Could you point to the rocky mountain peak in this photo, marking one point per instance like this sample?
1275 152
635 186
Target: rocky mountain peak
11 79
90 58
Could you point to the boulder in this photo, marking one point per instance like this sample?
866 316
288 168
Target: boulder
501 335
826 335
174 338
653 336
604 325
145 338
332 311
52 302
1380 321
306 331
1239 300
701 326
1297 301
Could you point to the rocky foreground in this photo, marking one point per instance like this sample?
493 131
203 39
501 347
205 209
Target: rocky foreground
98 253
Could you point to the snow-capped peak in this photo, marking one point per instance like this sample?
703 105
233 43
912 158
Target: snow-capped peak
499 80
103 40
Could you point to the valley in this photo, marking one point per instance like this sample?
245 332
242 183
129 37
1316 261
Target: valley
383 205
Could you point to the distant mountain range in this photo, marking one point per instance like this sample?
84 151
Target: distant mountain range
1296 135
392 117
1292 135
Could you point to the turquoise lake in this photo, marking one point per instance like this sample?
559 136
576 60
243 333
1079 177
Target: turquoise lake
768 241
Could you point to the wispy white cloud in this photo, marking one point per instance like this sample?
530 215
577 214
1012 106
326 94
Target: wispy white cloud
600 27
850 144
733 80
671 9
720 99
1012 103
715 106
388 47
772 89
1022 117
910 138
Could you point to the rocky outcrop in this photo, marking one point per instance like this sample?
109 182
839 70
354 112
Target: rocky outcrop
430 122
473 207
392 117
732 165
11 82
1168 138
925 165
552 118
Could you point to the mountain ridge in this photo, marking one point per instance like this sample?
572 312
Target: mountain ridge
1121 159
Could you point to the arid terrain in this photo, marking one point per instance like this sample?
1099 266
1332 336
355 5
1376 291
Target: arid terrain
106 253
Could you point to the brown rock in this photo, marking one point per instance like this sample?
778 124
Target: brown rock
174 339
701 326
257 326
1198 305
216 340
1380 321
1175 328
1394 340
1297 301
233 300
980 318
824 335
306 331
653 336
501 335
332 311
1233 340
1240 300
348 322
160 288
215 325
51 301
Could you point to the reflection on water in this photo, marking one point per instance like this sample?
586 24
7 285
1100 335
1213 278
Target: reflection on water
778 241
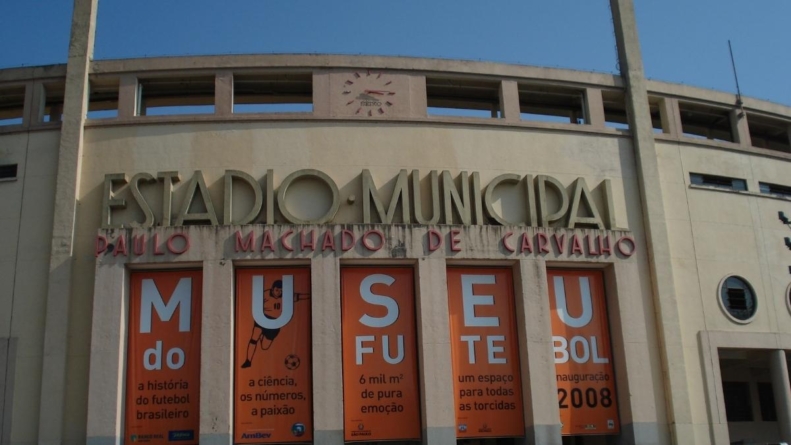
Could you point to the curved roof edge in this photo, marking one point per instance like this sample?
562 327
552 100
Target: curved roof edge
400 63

• • •

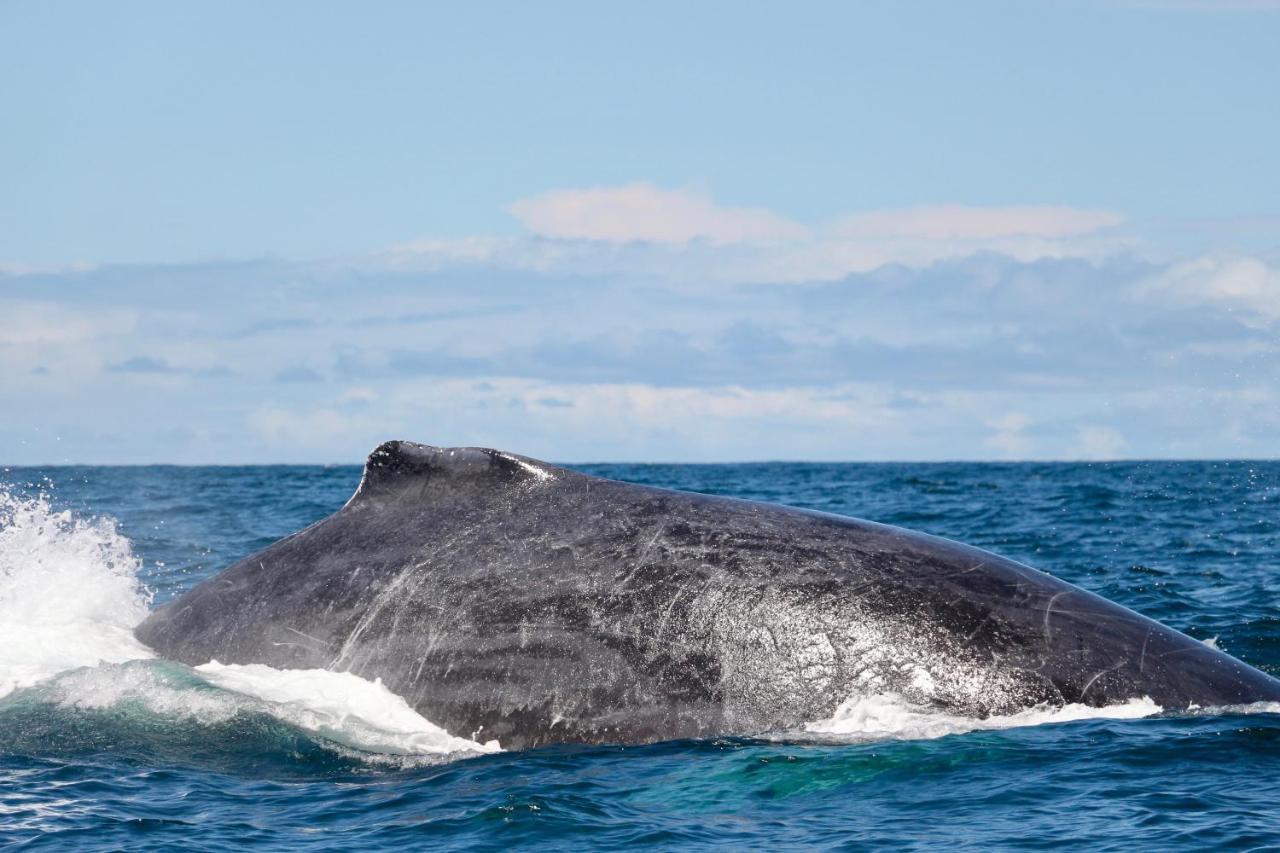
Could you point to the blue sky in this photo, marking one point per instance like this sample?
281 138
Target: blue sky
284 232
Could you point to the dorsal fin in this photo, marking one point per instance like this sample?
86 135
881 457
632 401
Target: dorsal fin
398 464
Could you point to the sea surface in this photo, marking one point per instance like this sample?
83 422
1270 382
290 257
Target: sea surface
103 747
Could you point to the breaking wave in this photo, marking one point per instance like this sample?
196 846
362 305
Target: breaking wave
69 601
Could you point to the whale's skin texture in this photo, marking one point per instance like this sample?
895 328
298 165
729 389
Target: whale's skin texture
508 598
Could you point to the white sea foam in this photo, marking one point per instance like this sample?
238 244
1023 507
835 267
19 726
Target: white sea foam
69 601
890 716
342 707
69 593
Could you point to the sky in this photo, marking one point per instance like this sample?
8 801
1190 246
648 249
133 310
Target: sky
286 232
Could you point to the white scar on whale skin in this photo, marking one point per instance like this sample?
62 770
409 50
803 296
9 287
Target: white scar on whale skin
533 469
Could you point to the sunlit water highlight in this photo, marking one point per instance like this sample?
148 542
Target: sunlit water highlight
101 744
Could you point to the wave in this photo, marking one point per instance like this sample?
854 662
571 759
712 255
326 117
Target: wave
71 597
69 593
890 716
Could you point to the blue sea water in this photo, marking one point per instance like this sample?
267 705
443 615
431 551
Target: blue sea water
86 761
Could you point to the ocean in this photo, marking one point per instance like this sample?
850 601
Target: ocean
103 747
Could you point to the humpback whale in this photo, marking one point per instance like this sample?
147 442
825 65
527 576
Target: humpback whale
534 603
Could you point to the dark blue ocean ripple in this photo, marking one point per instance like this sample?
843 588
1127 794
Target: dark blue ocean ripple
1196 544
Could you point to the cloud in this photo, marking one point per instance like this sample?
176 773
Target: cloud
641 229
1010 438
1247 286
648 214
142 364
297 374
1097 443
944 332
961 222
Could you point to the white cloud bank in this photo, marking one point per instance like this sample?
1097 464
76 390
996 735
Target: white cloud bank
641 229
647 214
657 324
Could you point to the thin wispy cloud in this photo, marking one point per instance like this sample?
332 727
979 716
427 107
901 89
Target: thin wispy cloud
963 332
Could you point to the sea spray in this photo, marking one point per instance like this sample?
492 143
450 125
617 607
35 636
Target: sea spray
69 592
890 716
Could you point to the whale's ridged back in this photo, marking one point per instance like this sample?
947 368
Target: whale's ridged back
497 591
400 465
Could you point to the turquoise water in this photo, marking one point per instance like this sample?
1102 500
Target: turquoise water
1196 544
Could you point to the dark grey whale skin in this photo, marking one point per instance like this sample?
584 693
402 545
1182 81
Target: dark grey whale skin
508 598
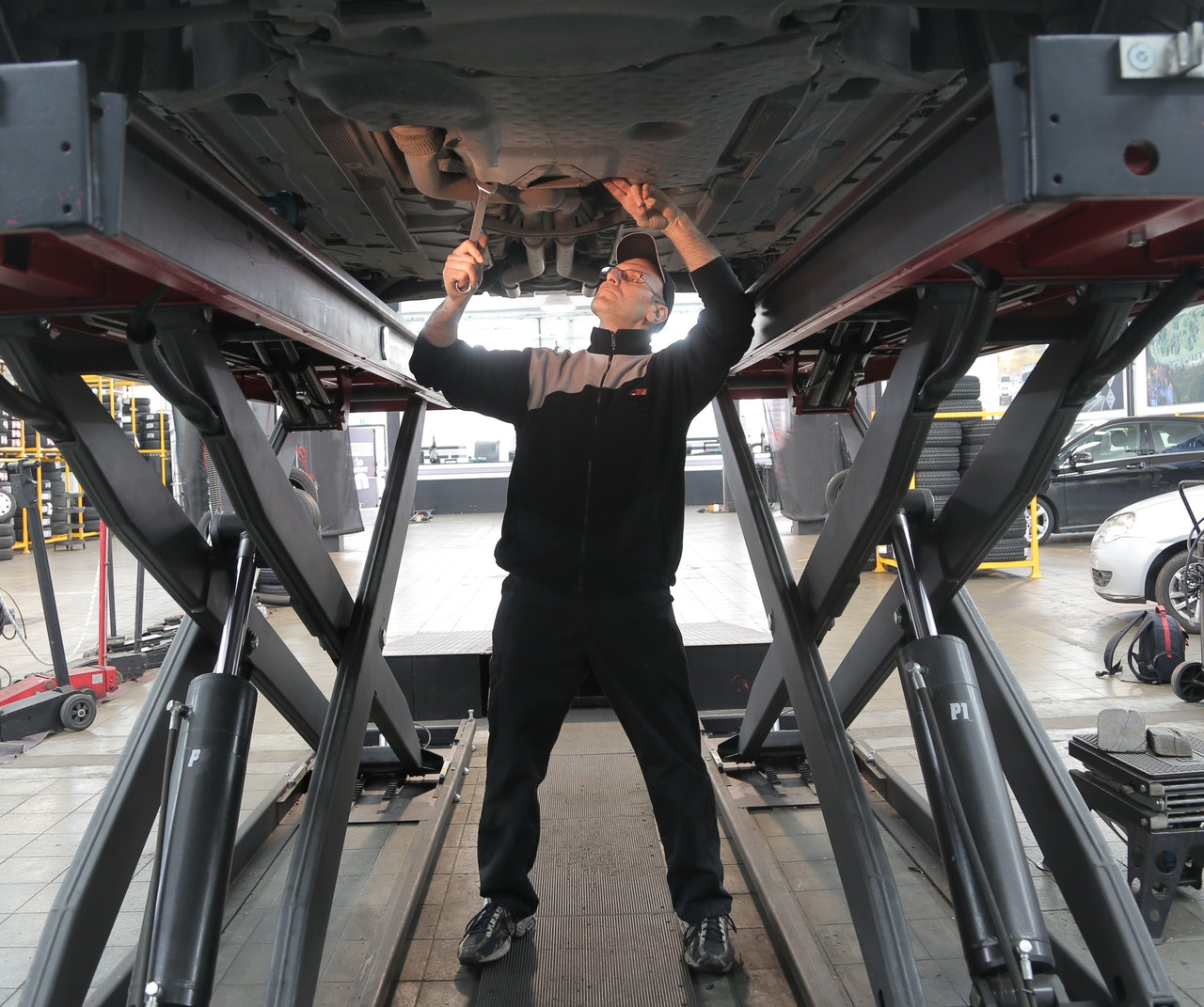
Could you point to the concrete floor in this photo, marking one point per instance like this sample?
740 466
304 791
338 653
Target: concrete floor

• • •

(REQUIREMENT) Please present the part that opens with the line containing "Could you point to the cloud" and closes with the line containing "Target: concrete floor" as a Markdown table with the columns "Row" and "Line". Number the rows, skip blank lines, and leave the pictures out.

(WRITTEN ANSWER)
| Row | Line |
|---|---|
| 1 | Could you point to the cloud in this photo, marking one point per instance like this sample? |
| 2 | 176 773 |
| 3 | Target: cloud |
| 4 | 641 229 |
| 5 | 1010 438 |
| 6 | 1247 286 |
| 7 | 648 214 |
| 8 | 142 364 |
| 9 | 297 374 |
| 10 | 1097 443 |
| 11 | 944 332 |
| 12 | 961 222 |
| 13 | Could you point to the white cloud bank in this photo, marking one point per instance like this sample? |
| 14 | 1097 464 |
| 15 | 76 390 |
| 16 | 996 735 |
| 17 | Target: white cloud bank |
| 18 | 641 229 |
| 19 | 647 214 |
| 20 | 657 324 |
| 21 | Could you point to the thin wispy cloud in this photo, marking one point per instance like this sample? |
| 22 | 332 727 |
| 23 | 979 716 |
| 24 | 427 107 |
| 25 | 901 89 |
| 26 | Target: thin wispy cloud |
| 27 | 963 332 |
| 28 | Could you point to the sea spray in this photo, marking one point per instance like this sample? |
| 29 | 492 143 |
| 30 | 450 125 |
| 31 | 617 607 |
| 32 | 35 636 |
| 33 | Target: sea spray |
| 34 | 69 592 |
| 35 | 890 716 |
| 36 | Could you point to the whale's ridged back in this photo, marking one point per instance like this sample? |
| 37 | 947 368 |
| 38 | Target: whale's ridged back |
| 39 | 497 591 |
| 40 | 400 465 |
| 41 | Could you point to the turquoise water in this photo, marking one point per instance like this sample? |
| 42 | 1102 500 |
| 43 | Target: turquoise water |
| 44 | 1196 544 |
| 45 | Could you point to the dark grey whale skin in this photo, marking one point per instance like this sample? |
| 46 | 584 693 |
| 47 | 402 545 |
| 48 | 1182 81 |
| 49 | Target: dark grey whale skin |
| 50 | 508 598 |
| 51 | Could you point to the concrete floor in this photo, marking one point per instance like this sample? |
| 52 | 740 466 |
| 53 | 304 791 |
| 54 | 338 653 |
| 55 | Target: concrete floor |